# Die Aufgabe:
Zähl, in wie vielen Zeilen der folgenden Daten das Wort „cake“ vorkommt. Gib nur die Zahl an.

═════ Die Daten ═════

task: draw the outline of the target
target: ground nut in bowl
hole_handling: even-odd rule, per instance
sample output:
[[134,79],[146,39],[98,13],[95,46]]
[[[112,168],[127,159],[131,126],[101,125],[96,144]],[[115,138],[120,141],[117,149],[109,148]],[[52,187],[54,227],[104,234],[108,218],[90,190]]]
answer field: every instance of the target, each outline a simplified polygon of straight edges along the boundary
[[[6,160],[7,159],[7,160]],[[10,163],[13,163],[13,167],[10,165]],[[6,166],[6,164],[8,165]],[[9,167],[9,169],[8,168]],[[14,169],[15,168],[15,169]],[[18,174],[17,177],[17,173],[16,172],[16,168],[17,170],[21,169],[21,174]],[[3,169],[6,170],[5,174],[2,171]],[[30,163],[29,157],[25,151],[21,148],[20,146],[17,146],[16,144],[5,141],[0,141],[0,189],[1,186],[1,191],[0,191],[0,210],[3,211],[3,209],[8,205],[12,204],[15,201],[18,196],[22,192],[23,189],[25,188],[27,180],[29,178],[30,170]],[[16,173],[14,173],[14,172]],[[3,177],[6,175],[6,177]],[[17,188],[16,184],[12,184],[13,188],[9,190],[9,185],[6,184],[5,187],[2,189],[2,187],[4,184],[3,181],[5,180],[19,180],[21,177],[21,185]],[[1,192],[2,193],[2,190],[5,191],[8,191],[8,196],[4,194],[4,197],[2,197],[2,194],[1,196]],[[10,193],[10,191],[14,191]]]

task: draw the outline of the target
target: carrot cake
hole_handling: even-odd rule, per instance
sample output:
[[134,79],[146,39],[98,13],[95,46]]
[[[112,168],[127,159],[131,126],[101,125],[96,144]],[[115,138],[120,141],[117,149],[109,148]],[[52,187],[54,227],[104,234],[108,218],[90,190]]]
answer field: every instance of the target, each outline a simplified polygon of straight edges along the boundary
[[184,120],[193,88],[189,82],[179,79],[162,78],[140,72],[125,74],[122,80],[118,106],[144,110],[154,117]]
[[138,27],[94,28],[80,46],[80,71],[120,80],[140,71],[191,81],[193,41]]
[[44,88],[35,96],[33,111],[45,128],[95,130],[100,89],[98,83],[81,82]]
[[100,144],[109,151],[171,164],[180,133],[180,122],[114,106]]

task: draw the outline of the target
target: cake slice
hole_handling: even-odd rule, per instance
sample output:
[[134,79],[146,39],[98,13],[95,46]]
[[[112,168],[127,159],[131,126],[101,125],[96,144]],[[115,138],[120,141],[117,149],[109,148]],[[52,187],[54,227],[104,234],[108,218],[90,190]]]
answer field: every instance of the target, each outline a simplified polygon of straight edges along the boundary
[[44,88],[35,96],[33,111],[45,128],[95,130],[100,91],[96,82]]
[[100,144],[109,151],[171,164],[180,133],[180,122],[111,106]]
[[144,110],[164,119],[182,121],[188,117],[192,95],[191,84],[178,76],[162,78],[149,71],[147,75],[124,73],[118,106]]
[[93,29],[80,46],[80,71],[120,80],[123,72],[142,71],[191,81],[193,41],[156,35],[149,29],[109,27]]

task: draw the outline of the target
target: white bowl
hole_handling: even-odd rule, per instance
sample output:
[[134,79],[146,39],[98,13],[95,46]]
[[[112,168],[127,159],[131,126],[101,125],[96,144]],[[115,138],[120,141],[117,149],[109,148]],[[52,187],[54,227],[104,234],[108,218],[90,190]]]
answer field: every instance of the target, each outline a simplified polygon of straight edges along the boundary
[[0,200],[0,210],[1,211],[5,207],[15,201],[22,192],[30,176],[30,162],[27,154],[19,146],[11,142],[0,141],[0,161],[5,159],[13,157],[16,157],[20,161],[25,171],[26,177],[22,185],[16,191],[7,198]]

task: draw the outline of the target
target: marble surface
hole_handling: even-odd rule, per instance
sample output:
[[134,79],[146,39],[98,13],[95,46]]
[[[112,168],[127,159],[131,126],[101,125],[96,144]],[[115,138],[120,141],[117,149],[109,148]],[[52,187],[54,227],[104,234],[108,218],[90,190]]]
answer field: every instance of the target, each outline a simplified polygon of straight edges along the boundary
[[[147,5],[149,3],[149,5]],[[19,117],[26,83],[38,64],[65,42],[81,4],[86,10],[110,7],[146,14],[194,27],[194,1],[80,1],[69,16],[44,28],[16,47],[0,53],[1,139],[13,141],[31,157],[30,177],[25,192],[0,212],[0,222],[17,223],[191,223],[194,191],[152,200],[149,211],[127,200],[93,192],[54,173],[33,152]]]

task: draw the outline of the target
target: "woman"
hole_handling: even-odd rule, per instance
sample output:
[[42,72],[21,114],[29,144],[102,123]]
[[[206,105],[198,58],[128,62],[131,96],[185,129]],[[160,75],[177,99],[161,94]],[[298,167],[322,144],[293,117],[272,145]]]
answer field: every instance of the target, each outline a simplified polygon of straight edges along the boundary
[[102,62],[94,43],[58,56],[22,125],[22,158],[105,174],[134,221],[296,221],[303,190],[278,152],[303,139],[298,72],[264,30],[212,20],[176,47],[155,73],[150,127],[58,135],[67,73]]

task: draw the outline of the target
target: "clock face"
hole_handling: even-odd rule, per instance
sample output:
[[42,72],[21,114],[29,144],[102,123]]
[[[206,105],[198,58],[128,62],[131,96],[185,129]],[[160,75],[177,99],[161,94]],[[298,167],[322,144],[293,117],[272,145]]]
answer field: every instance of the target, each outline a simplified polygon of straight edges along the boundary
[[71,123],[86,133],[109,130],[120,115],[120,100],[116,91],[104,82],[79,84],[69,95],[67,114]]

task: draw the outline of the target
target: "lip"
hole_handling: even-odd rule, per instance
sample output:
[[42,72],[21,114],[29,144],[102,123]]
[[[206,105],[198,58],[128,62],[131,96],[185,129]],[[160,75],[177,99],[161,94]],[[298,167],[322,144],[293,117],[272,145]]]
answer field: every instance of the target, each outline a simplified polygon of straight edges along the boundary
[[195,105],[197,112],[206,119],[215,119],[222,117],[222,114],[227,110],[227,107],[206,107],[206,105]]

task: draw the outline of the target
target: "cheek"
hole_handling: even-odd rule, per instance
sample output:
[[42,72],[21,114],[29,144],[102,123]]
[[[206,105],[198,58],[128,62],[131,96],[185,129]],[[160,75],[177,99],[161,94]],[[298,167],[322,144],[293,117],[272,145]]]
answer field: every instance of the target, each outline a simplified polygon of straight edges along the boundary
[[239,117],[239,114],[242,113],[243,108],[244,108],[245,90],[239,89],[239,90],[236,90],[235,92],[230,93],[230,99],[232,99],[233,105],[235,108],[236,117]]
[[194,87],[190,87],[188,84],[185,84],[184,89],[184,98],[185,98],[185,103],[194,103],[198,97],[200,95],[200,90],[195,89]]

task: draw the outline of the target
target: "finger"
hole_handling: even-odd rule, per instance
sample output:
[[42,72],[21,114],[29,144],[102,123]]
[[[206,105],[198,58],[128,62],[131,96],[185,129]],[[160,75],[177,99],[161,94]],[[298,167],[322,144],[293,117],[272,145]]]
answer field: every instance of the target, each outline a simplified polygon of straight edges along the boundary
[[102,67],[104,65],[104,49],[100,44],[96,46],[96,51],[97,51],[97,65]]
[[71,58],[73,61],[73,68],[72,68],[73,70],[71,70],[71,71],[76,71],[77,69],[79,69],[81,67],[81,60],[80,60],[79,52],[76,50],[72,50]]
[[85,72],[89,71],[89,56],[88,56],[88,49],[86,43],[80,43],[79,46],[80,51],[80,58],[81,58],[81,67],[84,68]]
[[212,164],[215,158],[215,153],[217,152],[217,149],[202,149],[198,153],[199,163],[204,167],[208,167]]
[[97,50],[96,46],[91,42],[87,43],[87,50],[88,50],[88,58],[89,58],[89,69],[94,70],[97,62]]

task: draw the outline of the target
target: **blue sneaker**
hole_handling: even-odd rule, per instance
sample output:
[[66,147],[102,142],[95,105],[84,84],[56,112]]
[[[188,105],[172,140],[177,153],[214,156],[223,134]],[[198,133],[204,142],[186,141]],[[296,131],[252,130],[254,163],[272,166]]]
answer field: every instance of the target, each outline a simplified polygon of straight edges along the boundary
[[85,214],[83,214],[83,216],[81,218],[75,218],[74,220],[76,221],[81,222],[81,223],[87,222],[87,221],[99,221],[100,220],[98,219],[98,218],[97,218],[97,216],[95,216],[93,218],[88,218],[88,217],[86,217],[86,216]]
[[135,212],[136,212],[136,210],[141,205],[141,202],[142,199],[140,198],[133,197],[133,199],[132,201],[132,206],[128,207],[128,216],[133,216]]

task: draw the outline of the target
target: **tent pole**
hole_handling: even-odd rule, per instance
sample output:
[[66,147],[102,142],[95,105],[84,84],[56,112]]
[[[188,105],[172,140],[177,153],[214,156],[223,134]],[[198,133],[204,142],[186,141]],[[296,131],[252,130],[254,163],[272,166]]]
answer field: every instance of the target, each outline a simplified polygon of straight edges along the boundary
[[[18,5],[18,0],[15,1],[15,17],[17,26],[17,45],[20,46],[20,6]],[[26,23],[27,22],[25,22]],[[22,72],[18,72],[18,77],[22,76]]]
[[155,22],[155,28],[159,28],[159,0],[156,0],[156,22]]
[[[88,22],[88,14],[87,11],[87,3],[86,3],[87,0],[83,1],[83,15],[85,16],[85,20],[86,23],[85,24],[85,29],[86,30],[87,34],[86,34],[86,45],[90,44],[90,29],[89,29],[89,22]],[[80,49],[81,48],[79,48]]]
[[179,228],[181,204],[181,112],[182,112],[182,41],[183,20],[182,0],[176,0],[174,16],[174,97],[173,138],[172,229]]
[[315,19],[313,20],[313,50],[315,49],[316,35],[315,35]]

═════

# Gelöste Aufgabe:
2